▶ **Entries**:
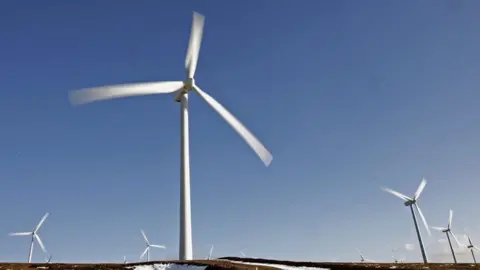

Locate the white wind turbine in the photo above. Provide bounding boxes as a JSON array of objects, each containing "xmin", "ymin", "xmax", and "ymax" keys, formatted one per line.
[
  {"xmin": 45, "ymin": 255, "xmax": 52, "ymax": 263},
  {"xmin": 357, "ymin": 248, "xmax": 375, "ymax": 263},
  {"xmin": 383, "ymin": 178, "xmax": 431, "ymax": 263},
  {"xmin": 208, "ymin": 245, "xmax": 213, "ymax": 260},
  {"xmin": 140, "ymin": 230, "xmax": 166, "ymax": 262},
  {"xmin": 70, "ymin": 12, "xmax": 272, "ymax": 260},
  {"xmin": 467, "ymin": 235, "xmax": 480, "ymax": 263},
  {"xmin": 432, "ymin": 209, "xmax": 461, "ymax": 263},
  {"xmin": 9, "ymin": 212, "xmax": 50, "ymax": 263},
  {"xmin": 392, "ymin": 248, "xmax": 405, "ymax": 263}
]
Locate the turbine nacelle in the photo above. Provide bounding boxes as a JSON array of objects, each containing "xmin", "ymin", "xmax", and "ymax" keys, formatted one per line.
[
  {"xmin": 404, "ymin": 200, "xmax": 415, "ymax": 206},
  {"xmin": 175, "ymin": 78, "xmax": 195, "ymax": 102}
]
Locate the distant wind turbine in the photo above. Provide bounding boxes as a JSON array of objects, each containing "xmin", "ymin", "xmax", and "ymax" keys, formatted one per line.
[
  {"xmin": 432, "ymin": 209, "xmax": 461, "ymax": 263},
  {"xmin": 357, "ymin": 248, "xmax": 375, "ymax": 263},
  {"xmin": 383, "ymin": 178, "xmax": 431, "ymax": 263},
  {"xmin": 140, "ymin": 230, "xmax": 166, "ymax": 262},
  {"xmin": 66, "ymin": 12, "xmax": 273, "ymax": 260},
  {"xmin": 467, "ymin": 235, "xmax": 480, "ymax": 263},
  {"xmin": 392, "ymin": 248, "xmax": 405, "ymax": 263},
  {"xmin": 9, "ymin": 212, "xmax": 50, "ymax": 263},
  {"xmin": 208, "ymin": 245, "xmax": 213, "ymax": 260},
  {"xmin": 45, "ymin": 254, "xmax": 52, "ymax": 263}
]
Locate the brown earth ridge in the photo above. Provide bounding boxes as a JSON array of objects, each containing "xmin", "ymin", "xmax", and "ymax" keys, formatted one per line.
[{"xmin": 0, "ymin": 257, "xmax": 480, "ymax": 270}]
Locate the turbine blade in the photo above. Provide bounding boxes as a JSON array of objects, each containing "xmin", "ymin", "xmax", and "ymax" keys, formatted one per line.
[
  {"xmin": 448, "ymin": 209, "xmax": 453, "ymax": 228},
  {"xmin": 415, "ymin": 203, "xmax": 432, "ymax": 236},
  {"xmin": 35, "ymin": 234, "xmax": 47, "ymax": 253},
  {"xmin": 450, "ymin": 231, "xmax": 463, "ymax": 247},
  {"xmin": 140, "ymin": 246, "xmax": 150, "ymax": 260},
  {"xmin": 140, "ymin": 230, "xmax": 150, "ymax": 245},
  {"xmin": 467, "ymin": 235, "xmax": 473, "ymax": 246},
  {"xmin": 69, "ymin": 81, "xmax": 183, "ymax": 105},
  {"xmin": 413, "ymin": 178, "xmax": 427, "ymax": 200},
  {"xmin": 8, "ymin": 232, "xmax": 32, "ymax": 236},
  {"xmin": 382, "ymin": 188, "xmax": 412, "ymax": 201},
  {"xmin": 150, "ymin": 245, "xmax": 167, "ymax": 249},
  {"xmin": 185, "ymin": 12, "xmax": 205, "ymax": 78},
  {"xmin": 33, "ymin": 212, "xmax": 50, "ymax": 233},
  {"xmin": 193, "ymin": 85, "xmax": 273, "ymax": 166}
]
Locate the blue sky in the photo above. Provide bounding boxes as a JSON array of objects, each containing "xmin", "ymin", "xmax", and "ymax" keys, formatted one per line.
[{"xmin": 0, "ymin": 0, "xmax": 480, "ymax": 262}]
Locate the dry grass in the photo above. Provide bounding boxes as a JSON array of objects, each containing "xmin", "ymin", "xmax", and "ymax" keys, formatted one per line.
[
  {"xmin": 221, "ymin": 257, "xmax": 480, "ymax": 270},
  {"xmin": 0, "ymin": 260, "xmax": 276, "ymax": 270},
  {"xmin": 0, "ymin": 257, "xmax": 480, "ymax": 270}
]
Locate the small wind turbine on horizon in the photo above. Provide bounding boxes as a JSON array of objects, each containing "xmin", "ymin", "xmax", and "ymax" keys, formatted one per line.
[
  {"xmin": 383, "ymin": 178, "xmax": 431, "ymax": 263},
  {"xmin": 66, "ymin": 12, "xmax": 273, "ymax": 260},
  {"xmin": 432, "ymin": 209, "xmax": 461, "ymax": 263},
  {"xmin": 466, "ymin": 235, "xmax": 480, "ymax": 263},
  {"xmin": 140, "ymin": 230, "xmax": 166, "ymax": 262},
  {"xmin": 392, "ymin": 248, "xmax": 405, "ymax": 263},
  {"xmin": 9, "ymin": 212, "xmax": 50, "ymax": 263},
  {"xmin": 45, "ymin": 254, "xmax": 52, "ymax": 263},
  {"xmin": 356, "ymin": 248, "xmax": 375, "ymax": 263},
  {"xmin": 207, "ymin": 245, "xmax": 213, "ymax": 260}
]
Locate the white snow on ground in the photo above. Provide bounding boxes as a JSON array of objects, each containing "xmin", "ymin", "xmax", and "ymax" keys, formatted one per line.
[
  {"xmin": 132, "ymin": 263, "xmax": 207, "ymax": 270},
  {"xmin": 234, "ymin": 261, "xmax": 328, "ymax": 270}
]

...

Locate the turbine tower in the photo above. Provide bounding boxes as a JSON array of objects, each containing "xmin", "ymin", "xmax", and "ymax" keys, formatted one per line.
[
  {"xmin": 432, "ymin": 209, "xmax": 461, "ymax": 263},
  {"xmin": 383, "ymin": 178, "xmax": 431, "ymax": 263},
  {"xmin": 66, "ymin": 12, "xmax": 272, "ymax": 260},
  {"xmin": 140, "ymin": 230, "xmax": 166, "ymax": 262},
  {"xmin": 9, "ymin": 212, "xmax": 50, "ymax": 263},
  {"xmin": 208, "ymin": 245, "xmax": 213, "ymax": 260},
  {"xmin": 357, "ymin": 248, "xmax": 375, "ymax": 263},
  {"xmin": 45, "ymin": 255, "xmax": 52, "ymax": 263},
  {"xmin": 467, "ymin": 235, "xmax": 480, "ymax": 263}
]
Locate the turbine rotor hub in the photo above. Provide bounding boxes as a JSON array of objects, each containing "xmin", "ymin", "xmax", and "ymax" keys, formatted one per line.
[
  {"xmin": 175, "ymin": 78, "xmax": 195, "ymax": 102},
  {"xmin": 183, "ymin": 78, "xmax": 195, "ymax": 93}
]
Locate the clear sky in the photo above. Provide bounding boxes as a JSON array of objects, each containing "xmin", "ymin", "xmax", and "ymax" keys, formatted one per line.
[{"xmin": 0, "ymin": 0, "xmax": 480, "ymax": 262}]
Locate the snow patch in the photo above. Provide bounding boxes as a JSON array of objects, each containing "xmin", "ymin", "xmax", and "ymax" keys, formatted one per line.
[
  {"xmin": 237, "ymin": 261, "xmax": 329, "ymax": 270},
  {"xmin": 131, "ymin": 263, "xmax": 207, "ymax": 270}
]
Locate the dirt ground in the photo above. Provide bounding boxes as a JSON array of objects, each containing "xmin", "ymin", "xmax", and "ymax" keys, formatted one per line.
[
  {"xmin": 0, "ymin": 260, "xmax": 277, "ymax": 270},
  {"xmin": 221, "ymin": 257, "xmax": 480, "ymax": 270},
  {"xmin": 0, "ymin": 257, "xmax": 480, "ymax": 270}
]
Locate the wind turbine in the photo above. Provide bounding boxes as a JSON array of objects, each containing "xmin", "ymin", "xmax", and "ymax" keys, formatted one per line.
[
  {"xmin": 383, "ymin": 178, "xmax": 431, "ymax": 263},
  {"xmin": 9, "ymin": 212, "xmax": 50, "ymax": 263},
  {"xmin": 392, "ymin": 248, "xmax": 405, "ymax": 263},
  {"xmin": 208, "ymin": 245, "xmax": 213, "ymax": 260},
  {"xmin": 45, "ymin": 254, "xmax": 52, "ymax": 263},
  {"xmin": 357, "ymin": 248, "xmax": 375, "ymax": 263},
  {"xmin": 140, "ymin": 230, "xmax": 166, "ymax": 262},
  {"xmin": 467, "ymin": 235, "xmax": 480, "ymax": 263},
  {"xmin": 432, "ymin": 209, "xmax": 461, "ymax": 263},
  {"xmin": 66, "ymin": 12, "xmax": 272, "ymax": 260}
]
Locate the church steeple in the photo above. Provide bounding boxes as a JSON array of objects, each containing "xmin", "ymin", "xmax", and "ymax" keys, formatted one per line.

▶ **Instructions to follow**:
Return every line from the rows above that has the word "white" in it, copied without changes.

▶ **Correct output**:
Locate the white wind turbine in the photo above. Provide bounding boxes as a JSON array of objects, each containing "xmin", "ymin", "xmax", and "ymax" keys, formatted one per line.
Locate the white snow on ground in the photo above. Provide bounding boxes as a JSON array of objects, each containing "xmin", "ymin", "xmax", and "ymax" keys, formatted one per line.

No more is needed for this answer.